Rewrite the entries from the line with "For every instance of the white snow, the" to the line with "pixel 320 193", replacing "service" with "system" and leaving everything else the same. Give back only those lines.

**Materials provided**.
┄┄┄┄┄┄┄┄┄┄

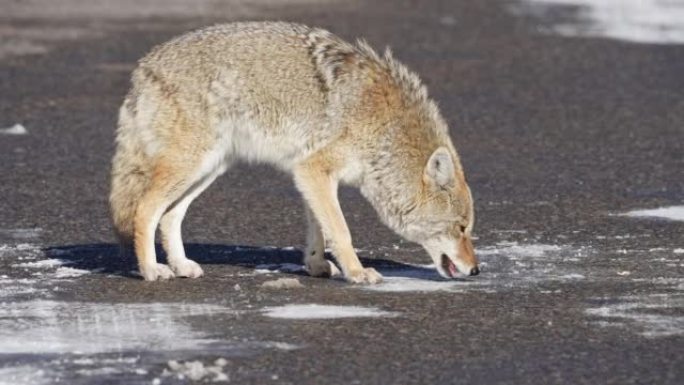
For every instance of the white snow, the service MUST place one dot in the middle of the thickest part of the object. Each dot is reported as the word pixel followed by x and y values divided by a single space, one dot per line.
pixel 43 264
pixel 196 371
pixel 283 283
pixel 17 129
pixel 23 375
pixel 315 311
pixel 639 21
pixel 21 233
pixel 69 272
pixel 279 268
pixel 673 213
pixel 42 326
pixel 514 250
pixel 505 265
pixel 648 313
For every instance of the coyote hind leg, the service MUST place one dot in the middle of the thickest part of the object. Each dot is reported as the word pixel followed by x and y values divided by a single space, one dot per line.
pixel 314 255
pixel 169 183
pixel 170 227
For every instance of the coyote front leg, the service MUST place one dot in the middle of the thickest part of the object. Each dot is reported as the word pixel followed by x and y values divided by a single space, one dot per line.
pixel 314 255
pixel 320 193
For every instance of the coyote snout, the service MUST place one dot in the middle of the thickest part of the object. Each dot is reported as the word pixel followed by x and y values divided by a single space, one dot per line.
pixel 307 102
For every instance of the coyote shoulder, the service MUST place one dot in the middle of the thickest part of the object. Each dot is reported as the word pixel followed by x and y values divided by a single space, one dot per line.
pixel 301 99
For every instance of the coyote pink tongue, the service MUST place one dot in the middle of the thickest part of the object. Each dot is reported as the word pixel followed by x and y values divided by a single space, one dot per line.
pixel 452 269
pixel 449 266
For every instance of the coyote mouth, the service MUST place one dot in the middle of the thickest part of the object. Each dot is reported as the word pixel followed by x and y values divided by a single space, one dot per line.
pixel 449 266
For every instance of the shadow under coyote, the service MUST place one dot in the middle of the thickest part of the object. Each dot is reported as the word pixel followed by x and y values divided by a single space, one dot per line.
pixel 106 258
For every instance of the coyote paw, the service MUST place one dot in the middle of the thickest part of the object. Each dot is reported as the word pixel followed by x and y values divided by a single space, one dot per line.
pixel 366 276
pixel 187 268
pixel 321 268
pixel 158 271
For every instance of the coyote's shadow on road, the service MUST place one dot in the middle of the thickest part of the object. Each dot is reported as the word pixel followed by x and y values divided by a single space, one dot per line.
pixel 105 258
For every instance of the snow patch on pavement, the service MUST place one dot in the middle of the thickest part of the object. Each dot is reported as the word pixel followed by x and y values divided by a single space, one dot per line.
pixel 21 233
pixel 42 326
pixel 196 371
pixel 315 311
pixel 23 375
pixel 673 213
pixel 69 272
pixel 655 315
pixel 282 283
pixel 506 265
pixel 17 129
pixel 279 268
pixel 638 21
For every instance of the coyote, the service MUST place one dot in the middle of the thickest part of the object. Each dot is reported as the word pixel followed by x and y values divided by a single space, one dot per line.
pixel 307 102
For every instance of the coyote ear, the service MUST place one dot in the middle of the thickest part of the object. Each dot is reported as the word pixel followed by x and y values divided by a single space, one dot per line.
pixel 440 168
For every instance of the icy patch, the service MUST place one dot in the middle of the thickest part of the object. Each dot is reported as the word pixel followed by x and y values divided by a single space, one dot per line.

┄┄┄┄┄┄┄┄┄┄

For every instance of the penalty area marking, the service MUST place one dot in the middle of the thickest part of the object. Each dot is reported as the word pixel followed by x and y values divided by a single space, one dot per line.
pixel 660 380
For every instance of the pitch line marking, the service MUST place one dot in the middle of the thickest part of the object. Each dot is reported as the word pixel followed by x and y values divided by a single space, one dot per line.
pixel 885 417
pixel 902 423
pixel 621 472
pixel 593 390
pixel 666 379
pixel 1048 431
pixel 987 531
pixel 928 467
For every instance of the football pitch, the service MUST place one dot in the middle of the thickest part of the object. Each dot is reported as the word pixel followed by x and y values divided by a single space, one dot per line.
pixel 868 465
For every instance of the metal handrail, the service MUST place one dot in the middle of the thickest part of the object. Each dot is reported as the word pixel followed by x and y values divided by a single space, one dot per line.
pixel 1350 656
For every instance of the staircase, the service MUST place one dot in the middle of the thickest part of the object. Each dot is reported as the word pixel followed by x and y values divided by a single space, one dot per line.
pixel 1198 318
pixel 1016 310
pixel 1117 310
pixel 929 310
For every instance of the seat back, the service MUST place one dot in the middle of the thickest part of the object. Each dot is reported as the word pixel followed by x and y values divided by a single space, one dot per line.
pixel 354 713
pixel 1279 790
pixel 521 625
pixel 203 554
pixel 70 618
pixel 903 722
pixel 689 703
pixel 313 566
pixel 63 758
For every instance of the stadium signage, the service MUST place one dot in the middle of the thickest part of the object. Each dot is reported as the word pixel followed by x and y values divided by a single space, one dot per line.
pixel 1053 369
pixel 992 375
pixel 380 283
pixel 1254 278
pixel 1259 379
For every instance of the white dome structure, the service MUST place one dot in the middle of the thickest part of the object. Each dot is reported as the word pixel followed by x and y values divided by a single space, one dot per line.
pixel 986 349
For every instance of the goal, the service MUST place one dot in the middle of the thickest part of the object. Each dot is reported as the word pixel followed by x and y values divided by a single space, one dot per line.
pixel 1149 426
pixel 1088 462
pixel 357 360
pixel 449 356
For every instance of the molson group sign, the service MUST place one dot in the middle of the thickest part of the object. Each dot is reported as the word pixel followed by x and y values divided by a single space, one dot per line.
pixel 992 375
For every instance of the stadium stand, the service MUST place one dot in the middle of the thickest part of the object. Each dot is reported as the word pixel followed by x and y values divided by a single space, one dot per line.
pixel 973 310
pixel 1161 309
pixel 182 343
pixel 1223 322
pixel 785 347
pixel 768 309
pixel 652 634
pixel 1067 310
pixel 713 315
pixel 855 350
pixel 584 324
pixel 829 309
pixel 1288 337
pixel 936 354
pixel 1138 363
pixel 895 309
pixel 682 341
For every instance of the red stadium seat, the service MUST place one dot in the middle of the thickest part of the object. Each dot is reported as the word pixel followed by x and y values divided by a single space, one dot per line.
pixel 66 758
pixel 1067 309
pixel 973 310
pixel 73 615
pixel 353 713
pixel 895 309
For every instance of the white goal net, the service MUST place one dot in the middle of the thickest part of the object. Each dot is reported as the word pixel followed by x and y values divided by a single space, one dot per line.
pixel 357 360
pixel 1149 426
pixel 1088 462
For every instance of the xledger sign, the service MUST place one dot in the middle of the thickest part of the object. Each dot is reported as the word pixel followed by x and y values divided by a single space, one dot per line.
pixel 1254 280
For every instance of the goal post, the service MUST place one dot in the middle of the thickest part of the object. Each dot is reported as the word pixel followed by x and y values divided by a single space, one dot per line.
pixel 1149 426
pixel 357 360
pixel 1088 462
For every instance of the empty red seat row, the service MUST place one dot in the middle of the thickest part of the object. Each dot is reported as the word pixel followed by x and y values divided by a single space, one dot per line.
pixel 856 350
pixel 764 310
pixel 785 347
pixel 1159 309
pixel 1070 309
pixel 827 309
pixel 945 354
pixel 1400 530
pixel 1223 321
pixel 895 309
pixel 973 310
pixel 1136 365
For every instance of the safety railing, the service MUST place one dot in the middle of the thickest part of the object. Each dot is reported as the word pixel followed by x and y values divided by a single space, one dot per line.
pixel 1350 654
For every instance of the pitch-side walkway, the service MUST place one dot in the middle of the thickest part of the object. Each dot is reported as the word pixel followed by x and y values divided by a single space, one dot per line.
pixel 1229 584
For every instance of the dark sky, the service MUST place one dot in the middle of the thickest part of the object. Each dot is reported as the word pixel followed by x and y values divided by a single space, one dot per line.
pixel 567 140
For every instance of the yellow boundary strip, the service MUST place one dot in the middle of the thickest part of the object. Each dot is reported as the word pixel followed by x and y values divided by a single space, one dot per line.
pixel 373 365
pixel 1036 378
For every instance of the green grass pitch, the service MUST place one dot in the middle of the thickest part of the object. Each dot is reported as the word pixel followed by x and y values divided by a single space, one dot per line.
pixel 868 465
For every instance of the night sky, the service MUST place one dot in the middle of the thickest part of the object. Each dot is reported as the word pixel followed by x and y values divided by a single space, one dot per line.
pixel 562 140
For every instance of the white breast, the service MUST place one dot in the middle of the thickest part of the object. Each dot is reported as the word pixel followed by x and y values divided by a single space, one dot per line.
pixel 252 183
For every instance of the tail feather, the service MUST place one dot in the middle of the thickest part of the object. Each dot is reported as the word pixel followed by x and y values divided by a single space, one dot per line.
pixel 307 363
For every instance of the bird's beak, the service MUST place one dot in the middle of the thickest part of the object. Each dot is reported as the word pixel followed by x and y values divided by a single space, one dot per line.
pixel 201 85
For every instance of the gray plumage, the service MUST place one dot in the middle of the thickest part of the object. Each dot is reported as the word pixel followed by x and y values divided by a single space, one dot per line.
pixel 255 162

┄┄┄┄┄┄┄┄┄┄

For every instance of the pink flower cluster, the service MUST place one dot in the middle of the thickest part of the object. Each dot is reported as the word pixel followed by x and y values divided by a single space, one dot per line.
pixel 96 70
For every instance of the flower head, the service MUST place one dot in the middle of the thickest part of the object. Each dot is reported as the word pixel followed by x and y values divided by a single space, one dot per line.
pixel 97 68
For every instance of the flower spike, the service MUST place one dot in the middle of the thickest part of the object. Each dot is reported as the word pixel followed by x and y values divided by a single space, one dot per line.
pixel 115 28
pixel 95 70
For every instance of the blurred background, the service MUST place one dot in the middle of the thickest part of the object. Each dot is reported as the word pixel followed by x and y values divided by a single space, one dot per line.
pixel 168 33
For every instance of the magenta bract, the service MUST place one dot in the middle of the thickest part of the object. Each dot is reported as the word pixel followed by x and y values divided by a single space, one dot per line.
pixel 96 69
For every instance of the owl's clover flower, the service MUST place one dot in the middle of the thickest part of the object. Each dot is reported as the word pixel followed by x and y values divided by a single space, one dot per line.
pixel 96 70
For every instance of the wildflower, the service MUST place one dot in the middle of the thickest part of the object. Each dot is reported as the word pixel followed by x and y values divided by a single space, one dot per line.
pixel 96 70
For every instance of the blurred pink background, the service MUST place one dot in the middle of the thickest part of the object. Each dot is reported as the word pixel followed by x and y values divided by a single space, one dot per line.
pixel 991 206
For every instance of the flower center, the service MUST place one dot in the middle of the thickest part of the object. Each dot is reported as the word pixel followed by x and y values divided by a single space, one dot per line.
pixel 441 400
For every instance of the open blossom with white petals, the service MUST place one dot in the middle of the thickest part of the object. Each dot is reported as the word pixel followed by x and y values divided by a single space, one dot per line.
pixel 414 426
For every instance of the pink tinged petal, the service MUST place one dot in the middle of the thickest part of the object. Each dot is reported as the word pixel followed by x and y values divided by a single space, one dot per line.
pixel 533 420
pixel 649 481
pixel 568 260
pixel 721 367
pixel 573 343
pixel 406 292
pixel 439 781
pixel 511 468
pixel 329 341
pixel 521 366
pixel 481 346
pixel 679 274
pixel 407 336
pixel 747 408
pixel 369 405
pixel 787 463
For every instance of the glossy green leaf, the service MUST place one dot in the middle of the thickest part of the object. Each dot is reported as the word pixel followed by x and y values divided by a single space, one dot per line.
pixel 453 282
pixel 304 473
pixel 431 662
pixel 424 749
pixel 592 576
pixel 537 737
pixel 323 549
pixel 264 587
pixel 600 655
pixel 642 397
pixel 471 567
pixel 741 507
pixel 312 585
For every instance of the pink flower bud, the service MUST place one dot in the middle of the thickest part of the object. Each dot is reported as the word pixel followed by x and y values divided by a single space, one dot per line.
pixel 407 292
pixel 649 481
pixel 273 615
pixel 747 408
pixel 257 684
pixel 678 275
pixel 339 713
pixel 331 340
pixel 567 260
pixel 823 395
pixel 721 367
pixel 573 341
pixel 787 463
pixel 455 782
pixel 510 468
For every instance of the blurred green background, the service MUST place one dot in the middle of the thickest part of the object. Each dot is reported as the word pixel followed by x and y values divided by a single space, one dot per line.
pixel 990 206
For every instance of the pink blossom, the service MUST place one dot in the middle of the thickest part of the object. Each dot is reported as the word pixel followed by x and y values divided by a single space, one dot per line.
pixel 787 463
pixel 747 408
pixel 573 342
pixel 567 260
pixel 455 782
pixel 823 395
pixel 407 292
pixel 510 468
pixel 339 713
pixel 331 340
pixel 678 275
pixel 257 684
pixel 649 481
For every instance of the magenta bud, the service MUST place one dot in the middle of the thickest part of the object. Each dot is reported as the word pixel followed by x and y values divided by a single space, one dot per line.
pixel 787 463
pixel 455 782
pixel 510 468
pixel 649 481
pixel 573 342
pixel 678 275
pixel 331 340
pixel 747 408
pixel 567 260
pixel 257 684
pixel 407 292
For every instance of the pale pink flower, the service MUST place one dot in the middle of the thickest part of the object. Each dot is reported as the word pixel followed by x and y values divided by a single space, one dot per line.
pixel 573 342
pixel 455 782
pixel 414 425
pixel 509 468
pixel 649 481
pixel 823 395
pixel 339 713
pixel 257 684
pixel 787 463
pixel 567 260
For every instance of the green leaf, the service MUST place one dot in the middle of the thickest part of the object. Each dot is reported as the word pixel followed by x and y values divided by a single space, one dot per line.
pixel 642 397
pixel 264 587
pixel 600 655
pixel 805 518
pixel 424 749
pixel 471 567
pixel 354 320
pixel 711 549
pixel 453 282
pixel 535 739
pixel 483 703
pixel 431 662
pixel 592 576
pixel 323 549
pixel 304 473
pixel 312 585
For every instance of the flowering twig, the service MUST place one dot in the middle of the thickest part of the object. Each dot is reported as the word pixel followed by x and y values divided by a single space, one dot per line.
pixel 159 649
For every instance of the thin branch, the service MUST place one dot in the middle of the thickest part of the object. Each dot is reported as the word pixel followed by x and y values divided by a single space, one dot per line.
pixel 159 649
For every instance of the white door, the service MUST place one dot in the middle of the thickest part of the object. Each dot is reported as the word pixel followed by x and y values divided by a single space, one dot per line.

┄┄┄┄┄┄┄┄┄┄

**Solution to this task**.
For every instance of the white snow, the system MUST place one dot in the middle of the thickest part of the object. Each dot is reported as the word pixel followed by x and y values divided by a single space, one dot per line.
pixel 43 264
pixel 196 371
pixel 283 283
pixel 17 129
pixel 23 375
pixel 315 311
pixel 639 21
pixel 21 233
pixel 69 272
pixel 279 268
pixel 673 213
pixel 42 326
pixel 514 250
pixel 505 265
pixel 648 313
For every instance of the coyote hind leg, the system MUST place one dot in the middle of the thickest part of the object. Each dot is reported as the word pixel followed by x and y values divided by a single space, one dot per line.
pixel 314 255
pixel 169 183
pixel 170 227
For every instance of the coyote front leg, the system MUST place one dot in the middle of the thickest part of the object. Each dot is reported as the word pixel followed by x and y values divided by a single space, one dot per line.
pixel 314 255
pixel 320 193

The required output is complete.